Is fork / join multithreaded?

Is fork / join multithreaded? - java

If I have 2 CPUs and schedule 1000 tasks for the fork / join framework to work on, will the tasks be executed in a maximum of 2 at a time, or will more tasks be executed in parallel on the same CPU? (say, maybe one task is waiting for I/O, in which case the CPU would become idle and another thread could run)

If you do not include any restriction yourself, none will be applied and Java will fork as many threads as it can (maybe all 1000 depending on system restrictions). This is not ideal. If you're doing a computation which is likely to have some IO time but not be IO bound even at large amounts of concurrent processing, you might be able to justify running one more thread then the available number of CPUs. Running all 1000 at once would not be wise.
If I have 2 CPUs and schedule 1000 tasks for the fork / join framework to work on, will the tasks be executed in a maximum of 2 at a time, or will more tasks be executed in parallel on the same CPU?
If you have a dual core CPU, you can only actually execute 2 threads at once.

According to the ForkJoin documentation:
A ForkJoinPool is constructed with a given target parallelism level;
by default, equal to the number of available processors. The pool attempts to maintain enough active (or available) threads by
dynamically adding, suspending, or resuming internal worker threads,
even if some tasks are stalled waiting to join others. However, no
such adjustments are guaranteed in the face of blocked IO or other
unmanaged synchronization.
So it will probably run them two at a time on your 2 CPUs, possibly four at a time if the CPUs are hyperthreaded (I'm not certain). If you aren't happy with the default level of parallelism, you can specify a requested level of parallelism by calling the ForkJoinPool constructor that takes the level of parallelism as a parameter.

Is hyperthreading enabled on the cpu? If so you may run 2+ processes at the same time.

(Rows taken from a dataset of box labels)
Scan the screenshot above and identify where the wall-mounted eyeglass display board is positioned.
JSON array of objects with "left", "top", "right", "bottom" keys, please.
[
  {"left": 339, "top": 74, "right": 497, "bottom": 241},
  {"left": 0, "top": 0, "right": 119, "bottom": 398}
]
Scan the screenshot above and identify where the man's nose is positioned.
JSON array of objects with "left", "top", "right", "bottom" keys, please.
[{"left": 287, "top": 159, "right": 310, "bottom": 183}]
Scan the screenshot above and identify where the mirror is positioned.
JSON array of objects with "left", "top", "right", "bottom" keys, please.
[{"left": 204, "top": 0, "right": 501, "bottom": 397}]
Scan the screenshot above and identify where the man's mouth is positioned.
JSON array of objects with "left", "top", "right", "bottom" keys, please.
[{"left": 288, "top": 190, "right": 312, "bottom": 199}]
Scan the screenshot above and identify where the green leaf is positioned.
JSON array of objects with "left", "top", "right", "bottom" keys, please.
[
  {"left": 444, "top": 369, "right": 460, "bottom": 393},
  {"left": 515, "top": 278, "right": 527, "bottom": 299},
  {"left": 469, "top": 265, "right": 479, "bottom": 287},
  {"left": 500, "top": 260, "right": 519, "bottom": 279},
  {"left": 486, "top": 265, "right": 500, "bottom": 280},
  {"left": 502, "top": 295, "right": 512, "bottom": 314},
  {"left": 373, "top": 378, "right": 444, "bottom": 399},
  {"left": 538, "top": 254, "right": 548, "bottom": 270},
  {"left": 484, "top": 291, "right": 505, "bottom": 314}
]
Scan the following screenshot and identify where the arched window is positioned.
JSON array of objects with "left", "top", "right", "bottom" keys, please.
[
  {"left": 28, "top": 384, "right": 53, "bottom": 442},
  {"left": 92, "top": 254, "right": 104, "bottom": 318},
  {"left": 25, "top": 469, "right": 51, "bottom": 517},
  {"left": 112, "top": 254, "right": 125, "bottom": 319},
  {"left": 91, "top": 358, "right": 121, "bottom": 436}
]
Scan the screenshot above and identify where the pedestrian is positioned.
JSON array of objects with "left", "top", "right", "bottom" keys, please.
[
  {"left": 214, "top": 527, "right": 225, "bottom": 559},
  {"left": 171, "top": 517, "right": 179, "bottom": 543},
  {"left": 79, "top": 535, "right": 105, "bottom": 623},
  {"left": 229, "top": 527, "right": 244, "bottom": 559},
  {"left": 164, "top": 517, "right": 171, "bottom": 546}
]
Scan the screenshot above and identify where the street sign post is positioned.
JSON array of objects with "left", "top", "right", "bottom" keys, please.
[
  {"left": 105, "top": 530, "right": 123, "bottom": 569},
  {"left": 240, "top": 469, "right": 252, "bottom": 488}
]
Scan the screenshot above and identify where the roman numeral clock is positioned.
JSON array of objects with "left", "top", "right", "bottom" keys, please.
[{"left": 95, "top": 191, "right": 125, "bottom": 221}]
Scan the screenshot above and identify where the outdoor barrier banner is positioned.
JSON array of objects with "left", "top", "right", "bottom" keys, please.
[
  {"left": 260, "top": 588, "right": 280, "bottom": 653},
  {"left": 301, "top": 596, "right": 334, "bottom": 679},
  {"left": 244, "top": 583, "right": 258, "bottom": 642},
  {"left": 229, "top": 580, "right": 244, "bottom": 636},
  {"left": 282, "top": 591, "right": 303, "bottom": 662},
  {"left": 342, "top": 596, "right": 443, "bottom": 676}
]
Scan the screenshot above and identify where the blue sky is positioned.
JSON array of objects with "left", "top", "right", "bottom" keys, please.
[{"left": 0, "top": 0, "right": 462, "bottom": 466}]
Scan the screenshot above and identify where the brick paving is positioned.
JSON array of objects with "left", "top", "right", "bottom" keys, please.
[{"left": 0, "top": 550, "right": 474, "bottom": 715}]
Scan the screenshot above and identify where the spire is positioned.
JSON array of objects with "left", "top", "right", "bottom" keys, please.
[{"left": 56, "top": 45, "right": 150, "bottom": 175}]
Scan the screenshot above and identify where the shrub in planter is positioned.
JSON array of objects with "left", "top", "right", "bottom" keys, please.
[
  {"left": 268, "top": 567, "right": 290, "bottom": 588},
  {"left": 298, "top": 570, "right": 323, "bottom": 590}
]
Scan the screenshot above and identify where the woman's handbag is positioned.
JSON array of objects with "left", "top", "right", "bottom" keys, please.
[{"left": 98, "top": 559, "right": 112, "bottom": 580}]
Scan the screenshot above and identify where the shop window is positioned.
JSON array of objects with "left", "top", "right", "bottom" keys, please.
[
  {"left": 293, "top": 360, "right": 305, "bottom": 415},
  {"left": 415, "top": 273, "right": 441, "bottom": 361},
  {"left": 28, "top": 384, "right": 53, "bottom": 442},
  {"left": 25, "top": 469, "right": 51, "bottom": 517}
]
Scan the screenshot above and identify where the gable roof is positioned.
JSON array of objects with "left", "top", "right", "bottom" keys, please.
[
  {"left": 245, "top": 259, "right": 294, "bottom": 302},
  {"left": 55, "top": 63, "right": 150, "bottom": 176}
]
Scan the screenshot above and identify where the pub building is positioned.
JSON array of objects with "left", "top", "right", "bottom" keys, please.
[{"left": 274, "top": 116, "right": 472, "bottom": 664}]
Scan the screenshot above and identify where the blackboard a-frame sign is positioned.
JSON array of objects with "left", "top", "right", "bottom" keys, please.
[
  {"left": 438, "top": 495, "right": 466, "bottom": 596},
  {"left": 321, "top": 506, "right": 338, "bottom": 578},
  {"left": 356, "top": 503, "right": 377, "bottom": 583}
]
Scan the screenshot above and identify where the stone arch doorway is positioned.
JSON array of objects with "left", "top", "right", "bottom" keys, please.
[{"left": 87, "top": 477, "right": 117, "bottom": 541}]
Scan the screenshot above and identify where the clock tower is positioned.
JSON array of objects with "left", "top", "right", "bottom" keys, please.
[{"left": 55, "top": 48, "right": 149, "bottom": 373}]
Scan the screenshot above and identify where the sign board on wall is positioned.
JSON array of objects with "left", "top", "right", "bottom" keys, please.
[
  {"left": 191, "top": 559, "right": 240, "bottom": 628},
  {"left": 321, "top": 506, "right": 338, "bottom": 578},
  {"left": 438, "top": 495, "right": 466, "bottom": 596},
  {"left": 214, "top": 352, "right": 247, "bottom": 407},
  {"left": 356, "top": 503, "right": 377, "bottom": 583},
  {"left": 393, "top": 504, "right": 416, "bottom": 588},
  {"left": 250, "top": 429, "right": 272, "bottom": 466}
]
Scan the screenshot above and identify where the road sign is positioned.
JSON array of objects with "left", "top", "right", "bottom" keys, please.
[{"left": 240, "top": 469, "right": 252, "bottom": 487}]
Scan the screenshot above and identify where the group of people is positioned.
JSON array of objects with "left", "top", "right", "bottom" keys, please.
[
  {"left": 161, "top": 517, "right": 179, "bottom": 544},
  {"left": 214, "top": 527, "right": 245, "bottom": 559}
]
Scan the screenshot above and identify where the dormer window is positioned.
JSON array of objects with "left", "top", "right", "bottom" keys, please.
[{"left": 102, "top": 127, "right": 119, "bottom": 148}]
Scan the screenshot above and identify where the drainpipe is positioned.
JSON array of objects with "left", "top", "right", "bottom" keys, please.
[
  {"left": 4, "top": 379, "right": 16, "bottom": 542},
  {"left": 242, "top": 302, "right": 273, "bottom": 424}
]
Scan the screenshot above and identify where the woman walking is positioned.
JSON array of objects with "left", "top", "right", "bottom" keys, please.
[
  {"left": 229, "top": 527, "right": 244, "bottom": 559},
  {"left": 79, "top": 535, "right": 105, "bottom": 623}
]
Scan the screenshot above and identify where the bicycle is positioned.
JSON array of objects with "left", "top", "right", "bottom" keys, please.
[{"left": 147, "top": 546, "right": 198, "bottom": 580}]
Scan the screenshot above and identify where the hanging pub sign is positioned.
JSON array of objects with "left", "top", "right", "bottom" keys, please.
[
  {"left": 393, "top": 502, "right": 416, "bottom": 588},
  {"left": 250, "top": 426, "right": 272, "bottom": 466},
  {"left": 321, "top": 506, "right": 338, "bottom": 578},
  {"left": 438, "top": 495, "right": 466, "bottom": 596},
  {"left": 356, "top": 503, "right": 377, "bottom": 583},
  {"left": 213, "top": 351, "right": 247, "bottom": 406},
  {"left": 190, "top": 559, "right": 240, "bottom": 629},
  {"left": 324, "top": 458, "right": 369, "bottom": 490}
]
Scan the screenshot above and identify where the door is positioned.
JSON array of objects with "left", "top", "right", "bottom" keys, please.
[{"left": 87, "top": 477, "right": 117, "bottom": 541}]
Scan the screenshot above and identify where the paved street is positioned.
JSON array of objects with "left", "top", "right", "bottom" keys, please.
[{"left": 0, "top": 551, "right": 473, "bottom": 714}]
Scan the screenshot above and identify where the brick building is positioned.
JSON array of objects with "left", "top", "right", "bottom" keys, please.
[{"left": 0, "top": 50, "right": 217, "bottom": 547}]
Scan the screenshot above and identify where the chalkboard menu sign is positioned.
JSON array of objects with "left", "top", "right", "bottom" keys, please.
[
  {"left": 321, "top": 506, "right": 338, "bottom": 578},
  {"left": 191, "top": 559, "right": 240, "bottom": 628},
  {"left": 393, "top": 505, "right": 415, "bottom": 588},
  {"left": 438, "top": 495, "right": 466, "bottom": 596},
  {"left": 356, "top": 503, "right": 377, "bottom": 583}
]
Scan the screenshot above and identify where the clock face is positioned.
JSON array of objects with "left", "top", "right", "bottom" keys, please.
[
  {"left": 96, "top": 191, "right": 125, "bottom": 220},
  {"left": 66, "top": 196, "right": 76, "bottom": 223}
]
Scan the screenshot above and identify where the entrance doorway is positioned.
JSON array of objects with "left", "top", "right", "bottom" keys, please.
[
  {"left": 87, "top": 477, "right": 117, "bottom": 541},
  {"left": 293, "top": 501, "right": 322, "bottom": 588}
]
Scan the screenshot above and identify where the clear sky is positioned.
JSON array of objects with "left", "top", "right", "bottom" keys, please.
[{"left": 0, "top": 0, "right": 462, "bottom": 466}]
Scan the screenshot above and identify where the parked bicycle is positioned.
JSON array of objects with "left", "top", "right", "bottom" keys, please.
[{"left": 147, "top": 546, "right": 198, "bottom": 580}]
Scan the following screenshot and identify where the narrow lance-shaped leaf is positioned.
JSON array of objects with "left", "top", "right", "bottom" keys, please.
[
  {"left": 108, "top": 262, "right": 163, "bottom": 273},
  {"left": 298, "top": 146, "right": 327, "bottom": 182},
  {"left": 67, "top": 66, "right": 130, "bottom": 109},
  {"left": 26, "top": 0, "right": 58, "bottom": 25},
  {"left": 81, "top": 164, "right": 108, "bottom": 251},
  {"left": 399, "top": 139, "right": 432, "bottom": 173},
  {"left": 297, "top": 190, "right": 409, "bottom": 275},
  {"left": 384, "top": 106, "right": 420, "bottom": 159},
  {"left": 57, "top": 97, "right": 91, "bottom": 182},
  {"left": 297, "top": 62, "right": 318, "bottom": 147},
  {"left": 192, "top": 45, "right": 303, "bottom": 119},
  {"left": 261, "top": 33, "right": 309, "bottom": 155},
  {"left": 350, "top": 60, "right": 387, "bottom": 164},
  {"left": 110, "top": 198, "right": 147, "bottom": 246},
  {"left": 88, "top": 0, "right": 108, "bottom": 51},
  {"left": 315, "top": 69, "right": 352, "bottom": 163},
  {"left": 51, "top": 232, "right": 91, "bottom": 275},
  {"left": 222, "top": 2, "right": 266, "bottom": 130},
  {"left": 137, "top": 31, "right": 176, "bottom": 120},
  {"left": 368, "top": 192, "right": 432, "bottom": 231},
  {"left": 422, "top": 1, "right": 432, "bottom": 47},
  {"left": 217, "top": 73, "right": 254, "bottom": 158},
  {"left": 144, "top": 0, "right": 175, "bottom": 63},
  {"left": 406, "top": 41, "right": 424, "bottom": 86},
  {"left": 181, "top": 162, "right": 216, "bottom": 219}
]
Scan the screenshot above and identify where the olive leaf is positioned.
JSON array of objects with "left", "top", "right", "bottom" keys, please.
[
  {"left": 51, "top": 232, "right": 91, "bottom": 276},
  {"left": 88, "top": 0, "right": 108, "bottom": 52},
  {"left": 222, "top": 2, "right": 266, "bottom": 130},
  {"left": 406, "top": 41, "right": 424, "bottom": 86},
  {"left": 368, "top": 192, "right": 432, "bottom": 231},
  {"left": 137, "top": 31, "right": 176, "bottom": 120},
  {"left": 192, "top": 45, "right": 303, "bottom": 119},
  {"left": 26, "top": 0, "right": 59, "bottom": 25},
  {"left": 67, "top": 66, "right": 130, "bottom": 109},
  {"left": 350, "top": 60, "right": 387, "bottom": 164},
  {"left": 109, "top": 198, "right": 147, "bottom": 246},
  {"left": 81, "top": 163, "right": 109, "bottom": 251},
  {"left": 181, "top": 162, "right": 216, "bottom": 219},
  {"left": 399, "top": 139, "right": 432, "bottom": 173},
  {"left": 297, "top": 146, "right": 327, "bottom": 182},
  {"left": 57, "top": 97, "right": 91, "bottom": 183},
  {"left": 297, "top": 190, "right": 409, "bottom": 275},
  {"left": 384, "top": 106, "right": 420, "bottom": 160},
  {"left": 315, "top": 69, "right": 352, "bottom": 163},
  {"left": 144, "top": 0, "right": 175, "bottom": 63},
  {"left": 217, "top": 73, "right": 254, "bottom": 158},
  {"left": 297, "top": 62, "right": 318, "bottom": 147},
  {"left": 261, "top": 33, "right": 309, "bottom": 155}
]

§ INSTRUCTIONS:
**1.** Please decide whether each statement agrees with the fork/join thread, answering yes or no and quoting the thread's deciding words exactly. (a) A ForkJoinPool's target parallelism level defaults to the number of available processors. (b) The pool guarantees its thread adjustments even when IO is blocked. (c) A dual core CPU can actually execute four threads at once.
**2.** Report every line of the rows that contains the string "wall". Case counts.
The rows are unrelated to the fork/join thread.

§ RESPONSES PER TASK:
**1.**
(a) Yes: "by default, equal to the number of available processors."
(b) No: "However, no such adjustments are guaranteed in the face of blocked IO or other unmanaged synchronization."
(c) No: "If you have a dual core CPU, you can only actually execute 2 threads at once."

**2.**
Scan the screenshot above and identify where the wall-mounted eyeglass display board is positioned.
Scan the screenshot above and identify where the sign board on wall is positioned.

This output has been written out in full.